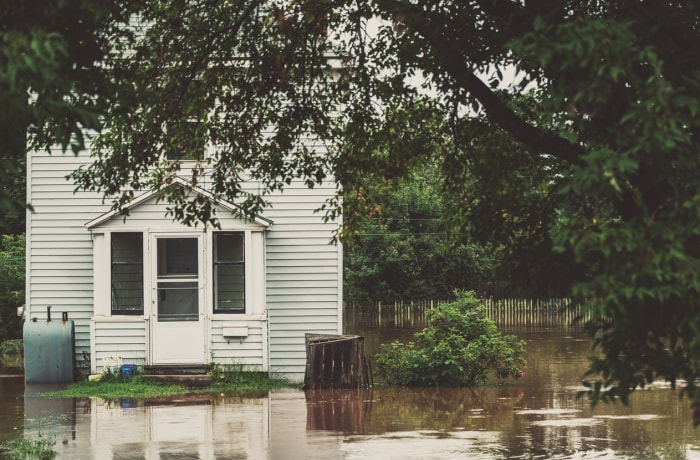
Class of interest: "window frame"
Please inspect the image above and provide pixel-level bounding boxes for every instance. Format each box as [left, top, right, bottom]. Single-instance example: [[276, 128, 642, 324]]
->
[[210, 230, 250, 315], [108, 231, 146, 316]]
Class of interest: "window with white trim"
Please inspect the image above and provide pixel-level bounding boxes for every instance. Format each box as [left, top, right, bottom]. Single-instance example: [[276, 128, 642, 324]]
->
[[212, 232, 246, 314], [110, 233, 143, 315]]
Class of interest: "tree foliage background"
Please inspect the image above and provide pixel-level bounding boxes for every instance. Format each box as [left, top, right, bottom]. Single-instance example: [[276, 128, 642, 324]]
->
[[2, 0, 700, 422], [343, 157, 500, 302]]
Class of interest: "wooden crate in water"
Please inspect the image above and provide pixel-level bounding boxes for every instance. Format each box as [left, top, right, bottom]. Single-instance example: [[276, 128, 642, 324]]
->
[[304, 334, 372, 390]]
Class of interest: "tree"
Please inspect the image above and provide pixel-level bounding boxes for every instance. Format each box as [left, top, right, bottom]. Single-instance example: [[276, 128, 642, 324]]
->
[[35, 0, 700, 420], [0, 0, 138, 228], [0, 235, 25, 342], [343, 155, 496, 302]]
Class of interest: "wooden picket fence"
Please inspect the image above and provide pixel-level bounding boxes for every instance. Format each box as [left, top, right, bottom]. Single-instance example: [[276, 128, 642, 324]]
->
[[345, 298, 581, 328]]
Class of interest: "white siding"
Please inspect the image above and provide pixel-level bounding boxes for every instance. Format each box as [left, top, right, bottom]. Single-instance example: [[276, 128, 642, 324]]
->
[[27, 151, 342, 380], [91, 318, 148, 373], [26, 150, 109, 361], [258, 184, 342, 380]]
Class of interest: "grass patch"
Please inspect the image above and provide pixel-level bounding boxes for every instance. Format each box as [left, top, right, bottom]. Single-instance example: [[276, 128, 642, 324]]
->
[[50, 375, 189, 399], [44, 366, 298, 399], [0, 436, 56, 460]]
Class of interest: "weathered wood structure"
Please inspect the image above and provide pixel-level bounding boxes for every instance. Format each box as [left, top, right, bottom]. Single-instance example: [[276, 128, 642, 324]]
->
[[304, 334, 372, 390]]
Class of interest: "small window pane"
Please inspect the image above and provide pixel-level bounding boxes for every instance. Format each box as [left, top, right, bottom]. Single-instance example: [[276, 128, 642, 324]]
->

----------

What you should do ▸ Update the records above by replacing "inspect" with "examine" and keeping every other part the same. Leave the pictures out of your answer.

Worked answer ▸
Class of interest: "window frame"
Please examine the image above and provide pixel-level bounding boxes for every instance. Format each box as [left, top, right, bottom]. Single-instance example: [[276, 128, 642, 324]]
->
[[210, 230, 250, 315], [108, 231, 146, 316]]
Class of interest: "window with white trim"
Please examine the image above and provide pixel-level bounding boxes for every instance. Format each box as [left, top, right, bottom]. Single-instance example: [[276, 128, 642, 324]]
->
[[212, 232, 246, 314], [110, 233, 143, 315]]
Class of interest: "tree foliage background"
Please examine the image above and provide pixel-level bounding boxes for every instance. Format each box as [left, top, right, bottom]. Single-instance example: [[276, 128, 642, 324]]
->
[[2, 0, 700, 422], [343, 157, 500, 302]]
Class of interest: "wooden crate in water"
Please examine the image above and provide pixel-level bounding boxes for every instance. Format each box as [left, top, right, bottom]. Single-instance example: [[276, 128, 642, 324]]
->
[[304, 334, 372, 390]]
Class of interest: "tree"
Please examine the image above and provide pixel-level bounding boxes for every instance. Format each box as [left, top, right, bottom]. Single-instance example: [[276, 128, 642, 324]]
->
[[35, 0, 700, 420], [0, 0, 138, 228], [0, 235, 25, 342], [343, 155, 496, 302]]
Class of interest: "wooden picket fence"
Please examine the image above and provide pixel-level bounding boxes for every instance. Format each box as [left, top, right, bottom]. Single-instance example: [[276, 128, 642, 324]]
->
[[345, 298, 581, 328]]
Class of interest: "white siding"
Please examine the image above and provide pixel-level bounding boxes for every instance. Format each box as [left, top, right, bottom]. Single-instance example: [[276, 128, 642, 324]]
->
[[27, 151, 342, 380], [91, 318, 148, 373], [26, 150, 109, 361], [258, 184, 342, 380]]
Class of interest: "grass patch"
Please examine the image above and provide pixel-level bounding boxes for every instance. Format each box as [left, top, right, bottom]. Single-instance example: [[276, 128, 642, 324]]
->
[[50, 375, 189, 399], [44, 366, 298, 399], [0, 436, 56, 460]]
Class of interest: "weathered wood structure"
Please examine the image above and provide pixel-level bounding boxes for every instance. Format each box as [left, top, right, bottom]. Single-instance example: [[276, 128, 642, 324]]
->
[[304, 334, 372, 390]]
Class of interest: "small window pane"
Please examine the image above and provide pixel-level bounding boxes for every instance. Format each box as [left, top, right, bottom]. Single-instance example: [[276, 128, 642, 324]]
->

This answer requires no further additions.